[Image location labeling entries]
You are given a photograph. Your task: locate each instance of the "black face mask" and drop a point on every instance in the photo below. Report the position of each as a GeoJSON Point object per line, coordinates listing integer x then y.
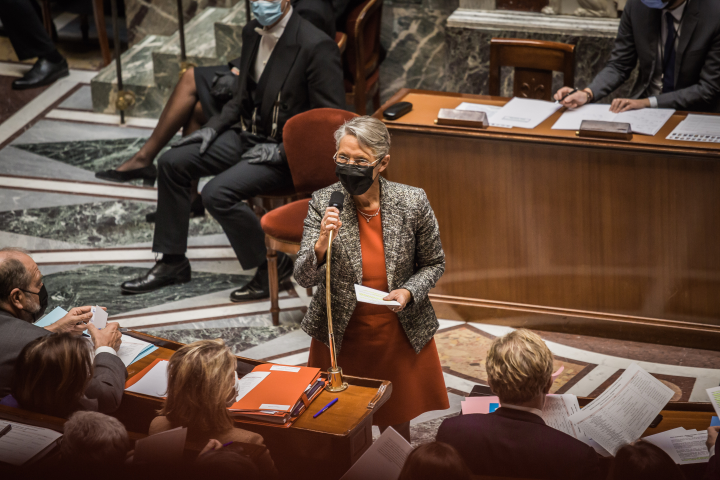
{"type": "Point", "coordinates": [356, 180]}
{"type": "Point", "coordinates": [43, 297]}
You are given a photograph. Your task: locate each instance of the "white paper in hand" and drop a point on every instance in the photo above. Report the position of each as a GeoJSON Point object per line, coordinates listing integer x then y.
{"type": "Point", "coordinates": [370, 295]}
{"type": "Point", "coordinates": [99, 318]}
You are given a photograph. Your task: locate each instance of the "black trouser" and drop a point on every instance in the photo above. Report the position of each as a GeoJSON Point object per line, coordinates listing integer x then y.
{"type": "Point", "coordinates": [22, 21]}
{"type": "Point", "coordinates": [236, 180]}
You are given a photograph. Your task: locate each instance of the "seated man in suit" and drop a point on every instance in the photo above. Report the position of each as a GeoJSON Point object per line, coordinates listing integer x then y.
{"type": "Point", "coordinates": [23, 299]}
{"type": "Point", "coordinates": [514, 441]}
{"type": "Point", "coordinates": [287, 66]}
{"type": "Point", "coordinates": [677, 44]}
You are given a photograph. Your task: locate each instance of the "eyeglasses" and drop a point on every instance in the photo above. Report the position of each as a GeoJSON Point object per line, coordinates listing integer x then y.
{"type": "Point", "coordinates": [358, 162]}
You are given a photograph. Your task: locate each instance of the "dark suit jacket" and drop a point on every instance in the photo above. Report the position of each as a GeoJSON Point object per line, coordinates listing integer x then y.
{"type": "Point", "coordinates": [697, 63]}
{"type": "Point", "coordinates": [103, 393]}
{"type": "Point", "coordinates": [304, 67]}
{"type": "Point", "coordinates": [512, 443]}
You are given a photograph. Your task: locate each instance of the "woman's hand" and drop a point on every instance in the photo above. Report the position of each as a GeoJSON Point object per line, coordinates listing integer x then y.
{"type": "Point", "coordinates": [401, 296]}
{"type": "Point", "coordinates": [330, 223]}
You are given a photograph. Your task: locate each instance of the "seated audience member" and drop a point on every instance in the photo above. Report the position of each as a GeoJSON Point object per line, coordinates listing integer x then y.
{"type": "Point", "coordinates": [433, 461]}
{"type": "Point", "coordinates": [514, 441]}
{"type": "Point", "coordinates": [23, 300]}
{"type": "Point", "coordinates": [201, 386]}
{"type": "Point", "coordinates": [643, 461]}
{"type": "Point", "coordinates": [57, 375]}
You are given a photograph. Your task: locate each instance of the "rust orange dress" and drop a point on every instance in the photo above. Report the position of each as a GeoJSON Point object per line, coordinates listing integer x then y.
{"type": "Point", "coordinates": [375, 345]}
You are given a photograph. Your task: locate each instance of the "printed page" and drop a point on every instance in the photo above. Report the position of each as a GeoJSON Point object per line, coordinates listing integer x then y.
{"type": "Point", "coordinates": [571, 119]}
{"type": "Point", "coordinates": [23, 442]}
{"type": "Point", "coordinates": [524, 113]}
{"type": "Point", "coordinates": [154, 383]}
{"type": "Point", "coordinates": [622, 412]}
{"type": "Point", "coordinates": [383, 460]}
{"type": "Point", "coordinates": [370, 295]}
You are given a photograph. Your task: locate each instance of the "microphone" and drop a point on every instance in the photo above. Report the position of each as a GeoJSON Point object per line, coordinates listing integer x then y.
{"type": "Point", "coordinates": [336, 200]}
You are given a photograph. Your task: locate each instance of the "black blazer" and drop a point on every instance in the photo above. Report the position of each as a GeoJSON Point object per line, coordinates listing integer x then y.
{"type": "Point", "coordinates": [513, 443]}
{"type": "Point", "coordinates": [304, 67]}
{"type": "Point", "coordinates": [697, 63]}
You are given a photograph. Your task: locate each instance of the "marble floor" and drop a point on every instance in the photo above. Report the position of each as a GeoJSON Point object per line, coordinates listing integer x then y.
{"type": "Point", "coordinates": [88, 236]}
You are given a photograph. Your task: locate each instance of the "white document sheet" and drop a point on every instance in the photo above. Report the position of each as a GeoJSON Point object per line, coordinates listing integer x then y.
{"type": "Point", "coordinates": [383, 460]}
{"type": "Point", "coordinates": [370, 295]}
{"type": "Point", "coordinates": [622, 412]}
{"type": "Point", "coordinates": [154, 383]}
{"type": "Point", "coordinates": [646, 121]}
{"type": "Point", "coordinates": [24, 442]}
{"type": "Point", "coordinates": [524, 113]}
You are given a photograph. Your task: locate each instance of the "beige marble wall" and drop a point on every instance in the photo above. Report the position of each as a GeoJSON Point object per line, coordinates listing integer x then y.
{"type": "Point", "coordinates": [159, 17]}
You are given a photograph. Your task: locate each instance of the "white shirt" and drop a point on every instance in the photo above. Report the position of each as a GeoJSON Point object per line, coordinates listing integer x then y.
{"type": "Point", "coordinates": [268, 40]}
{"type": "Point", "coordinates": [655, 87]}
{"type": "Point", "coordinates": [523, 409]}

* _Your task_: From the records given above, reproduce all text exactly and exclude each picture.

* _Response to this exercise_:
You are given a photograph. Your task: locate each instance of the "black face mask" and drop a point on every instance in the photo below. Report the position of each as a GeoJSON Point object per line, coordinates listing integer x then y.
{"type": "Point", "coordinates": [356, 180]}
{"type": "Point", "coordinates": [43, 297]}
You are given a photograph. Your task: locate each instance of the "white paper in hand" and drop a point on every instance in the photo above. Report the position of each as a GeoJSON Point object per line, coordinates listing integer x then y.
{"type": "Point", "coordinates": [370, 295]}
{"type": "Point", "coordinates": [99, 318]}
You are given a photograph. Your task: locate each instance of the "black trouser" and drop a point on every instance in the photo above. Report the position of each as a GeoJSON Point object per line, coordinates listing integer x then y.
{"type": "Point", "coordinates": [22, 21]}
{"type": "Point", "coordinates": [236, 180]}
You are given a photograph. Your task: locate each instance of the "seated man in suit" and drop a point on every instance in the photo above. Report the position of each as a GeoJSON Point object per line, coordinates listing integer x then y.
{"type": "Point", "coordinates": [23, 299]}
{"type": "Point", "coordinates": [514, 441]}
{"type": "Point", "coordinates": [287, 66]}
{"type": "Point", "coordinates": [677, 44]}
You are given a photograph. Your task: locate each instance of the "eyeglasses" and drop a point on every instance in the photo above. Report the position of each as a GeoJSON Point object per line, coordinates listing integer x then y.
{"type": "Point", "coordinates": [358, 162]}
You are given a photograph. Your task: locate each instance of the "dark suit jacket" and drop a point on every instance in the photo above. Report the position of each as a GeoJSON Point object per line, coordinates listing integer x then y.
{"type": "Point", "coordinates": [697, 63]}
{"type": "Point", "coordinates": [103, 393]}
{"type": "Point", "coordinates": [304, 67]}
{"type": "Point", "coordinates": [512, 443]}
You are given a photograph. Your task: locate each instance of the "woman's hand" and drop a point on every instance in the photo above. Report the position of each as a GeoJSON Point object per line, coordinates listing integer x then y.
{"type": "Point", "coordinates": [401, 296]}
{"type": "Point", "coordinates": [330, 223]}
You are given a photograph. Your task: locate each instance of the "seated audience member" and drop a point on every instance in the photo above. Report the position of each as a GeoJSON Point object per line, coordinates listing integer x then y.
{"type": "Point", "coordinates": [433, 461]}
{"type": "Point", "coordinates": [514, 441]}
{"type": "Point", "coordinates": [23, 300]}
{"type": "Point", "coordinates": [201, 386]}
{"type": "Point", "coordinates": [643, 461]}
{"type": "Point", "coordinates": [57, 375]}
You are given a photograph. Your task: locate each instance of the "rust orange dress" and drop a point on every instance in the photo above. Report the position of each as a GeoJSON Point object per line, coordinates listing integer x then y.
{"type": "Point", "coordinates": [375, 345]}
You are given a photograph. Your task: locate each instance of the "printed page" and drop a point on every instance in the photo above. Report the position of each as a GeoJSON Point object per line, coordinates listing integer x then y.
{"type": "Point", "coordinates": [571, 119]}
{"type": "Point", "coordinates": [23, 442]}
{"type": "Point", "coordinates": [524, 113]}
{"type": "Point", "coordinates": [154, 383]}
{"type": "Point", "coordinates": [622, 412]}
{"type": "Point", "coordinates": [383, 460]}
{"type": "Point", "coordinates": [370, 295]}
You are given a photograph. Your task: locate each instance of the "microphone" and drop a point on every instance in the photo above. Report the position of each as a GeoJSON Point object per line, coordinates listing integer x then y.
{"type": "Point", "coordinates": [336, 200]}
You are given a photograph. Your task: locate each instance of the "black blazer" and drop a point on every instance in the photo above. Report the position of each as a GeoJSON Point object per line, coordinates listing integer x then y.
{"type": "Point", "coordinates": [513, 443]}
{"type": "Point", "coordinates": [304, 67]}
{"type": "Point", "coordinates": [697, 63]}
You are given a photograph. Your task: locate each instance of the "marble floor" and drop a point on every instance in the photo above. Report the position of each as a GeoJSON Point object per line, coordinates listing integer x then y.
{"type": "Point", "coordinates": [88, 236]}
You are given a photograph. Your task: locate each instance of the "white document sheet" and drop a point on every instance in the photo above. Report the position of each as a GeoJSON Point object per line, coordinates listing integer x then y.
{"type": "Point", "coordinates": [383, 460]}
{"type": "Point", "coordinates": [370, 295]}
{"type": "Point", "coordinates": [622, 412]}
{"type": "Point", "coordinates": [154, 383]}
{"type": "Point", "coordinates": [646, 121]}
{"type": "Point", "coordinates": [24, 442]}
{"type": "Point", "coordinates": [524, 113]}
You are given a photograph. Your task: locate each instance of the "beige marble wall" and drop a point on every instance in the photo above. Report the position of each as a GeoJSON Point object per line, coordinates listing integer x then y.
{"type": "Point", "coordinates": [159, 17]}
You are given a photograph. Your task: locate each instance of the "white shirt" and drop a point on every instance in the photo above. Report the position of each as a GeoJSON Point object per line, coordinates listing integer x then y.
{"type": "Point", "coordinates": [268, 40]}
{"type": "Point", "coordinates": [655, 87]}
{"type": "Point", "coordinates": [523, 409]}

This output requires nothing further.